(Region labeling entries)
## START

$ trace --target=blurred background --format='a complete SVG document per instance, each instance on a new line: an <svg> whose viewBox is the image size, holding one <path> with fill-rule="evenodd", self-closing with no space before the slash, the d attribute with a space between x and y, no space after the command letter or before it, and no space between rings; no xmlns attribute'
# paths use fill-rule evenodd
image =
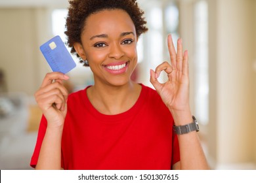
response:
<svg viewBox="0 0 256 183"><path fill-rule="evenodd" d="M256 169L256 1L138 0L149 31L133 79L169 61L167 36L188 50L190 104L213 169ZM64 34L68 0L0 0L0 169L31 169L41 116L33 98L51 69L39 46ZM70 92L93 84L79 63ZM160 80L166 78L161 75Z"/></svg>

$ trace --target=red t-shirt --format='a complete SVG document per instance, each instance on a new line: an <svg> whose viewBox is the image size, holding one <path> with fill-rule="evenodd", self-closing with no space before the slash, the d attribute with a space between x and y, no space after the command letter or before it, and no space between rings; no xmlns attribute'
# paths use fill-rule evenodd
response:
<svg viewBox="0 0 256 183"><path fill-rule="evenodd" d="M87 88L70 95L62 139L64 169L170 169L180 159L173 119L157 92L142 85L127 111L100 113ZM35 167L47 122L43 116L30 165Z"/></svg>

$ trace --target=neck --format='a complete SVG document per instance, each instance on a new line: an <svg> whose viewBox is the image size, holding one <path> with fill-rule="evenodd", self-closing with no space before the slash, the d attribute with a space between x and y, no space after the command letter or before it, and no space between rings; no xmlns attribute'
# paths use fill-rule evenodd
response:
<svg viewBox="0 0 256 183"><path fill-rule="evenodd" d="M122 113L131 108L137 101L141 86L132 81L123 86L95 86L87 90L89 101L102 114L114 115Z"/></svg>

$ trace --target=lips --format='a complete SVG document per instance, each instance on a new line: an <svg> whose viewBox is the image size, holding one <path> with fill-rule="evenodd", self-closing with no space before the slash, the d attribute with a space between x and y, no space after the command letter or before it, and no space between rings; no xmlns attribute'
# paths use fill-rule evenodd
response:
<svg viewBox="0 0 256 183"><path fill-rule="evenodd" d="M112 63L104 65L104 69L112 74L121 74L127 71L128 61L120 61L118 63Z"/></svg>

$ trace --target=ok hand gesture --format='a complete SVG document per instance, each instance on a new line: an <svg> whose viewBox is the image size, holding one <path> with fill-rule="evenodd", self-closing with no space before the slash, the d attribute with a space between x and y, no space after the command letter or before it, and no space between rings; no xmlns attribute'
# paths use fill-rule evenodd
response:
<svg viewBox="0 0 256 183"><path fill-rule="evenodd" d="M178 39L176 52L170 35L168 49L171 65L163 62L155 71L150 70L150 82L174 116L176 112L190 111L188 57L187 50L183 53L181 39ZM158 78L163 71L167 73L168 80L162 84L158 82Z"/></svg>

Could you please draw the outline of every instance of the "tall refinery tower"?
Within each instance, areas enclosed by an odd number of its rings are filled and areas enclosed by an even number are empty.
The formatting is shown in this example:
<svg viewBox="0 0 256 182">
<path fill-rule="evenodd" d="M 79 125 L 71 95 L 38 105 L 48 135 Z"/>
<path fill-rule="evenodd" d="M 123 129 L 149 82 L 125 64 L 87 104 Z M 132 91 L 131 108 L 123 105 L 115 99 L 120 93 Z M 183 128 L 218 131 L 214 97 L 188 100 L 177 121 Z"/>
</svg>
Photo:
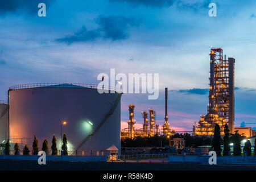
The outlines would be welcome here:
<svg viewBox="0 0 256 182">
<path fill-rule="evenodd" d="M 234 130 L 234 58 L 223 57 L 221 48 L 211 48 L 210 52 L 210 88 L 208 113 L 201 115 L 198 125 L 193 126 L 195 135 L 214 134 L 216 123 L 221 135 L 228 123 L 230 133 Z"/>
<path fill-rule="evenodd" d="M 166 114 L 164 117 L 164 123 L 163 125 L 163 131 L 164 136 L 170 135 L 171 134 L 170 126 L 168 123 L 167 116 L 167 100 L 168 100 L 168 88 L 166 88 Z"/>
<path fill-rule="evenodd" d="M 128 132 L 129 138 L 134 137 L 134 105 L 129 105 L 129 121 L 128 122 Z"/>
</svg>

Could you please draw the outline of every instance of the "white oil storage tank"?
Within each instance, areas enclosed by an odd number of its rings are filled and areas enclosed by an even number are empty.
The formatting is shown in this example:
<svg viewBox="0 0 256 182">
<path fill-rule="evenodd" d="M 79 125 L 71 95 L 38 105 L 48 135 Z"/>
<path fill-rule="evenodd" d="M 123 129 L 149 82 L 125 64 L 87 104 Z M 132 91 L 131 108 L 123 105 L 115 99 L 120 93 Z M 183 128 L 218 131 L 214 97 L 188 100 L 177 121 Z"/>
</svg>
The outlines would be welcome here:
<svg viewBox="0 0 256 182">
<path fill-rule="evenodd" d="M 7 102 L 0 101 L 0 144 L 5 144 L 8 135 L 8 108 Z"/>
<path fill-rule="evenodd" d="M 97 85 L 32 84 L 10 88 L 10 139 L 12 145 L 32 148 L 34 136 L 39 150 L 43 140 L 51 150 L 54 134 L 60 150 L 65 133 L 69 151 L 121 149 L 121 94 L 98 92 Z M 65 125 L 63 125 L 63 122 Z M 20 147 L 20 149 L 21 147 Z"/>
</svg>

## END

## EXERCISE PROMPT:
Print everything from the start of the entries down to the line containing "169L256 1L138 0L149", both ends included, copying each line as it stands. Don't include the pictures.

## ANSWER TO THIS TASK:
$ trace --target=blurred background --format='a complete SVG document per instance, each instance on a new line: an <svg> whose viewBox is the image size, holding one <path> with fill-rule="evenodd", self-closing with no space before the slash, the d attribute with a space between x and y, no space after the command letter or before it, and no space between rings; no xmlns attribute'
# paths use fill-rule evenodd
image =
response:
<svg viewBox="0 0 256 183"><path fill-rule="evenodd" d="M256 169L256 1L138 0L149 31L133 79L169 61L167 36L188 50L190 104L213 169ZM64 34L68 0L0 0L0 169L31 169L41 116L33 98L51 69L39 46ZM70 92L93 84L79 63ZM160 80L166 78L161 75Z"/></svg>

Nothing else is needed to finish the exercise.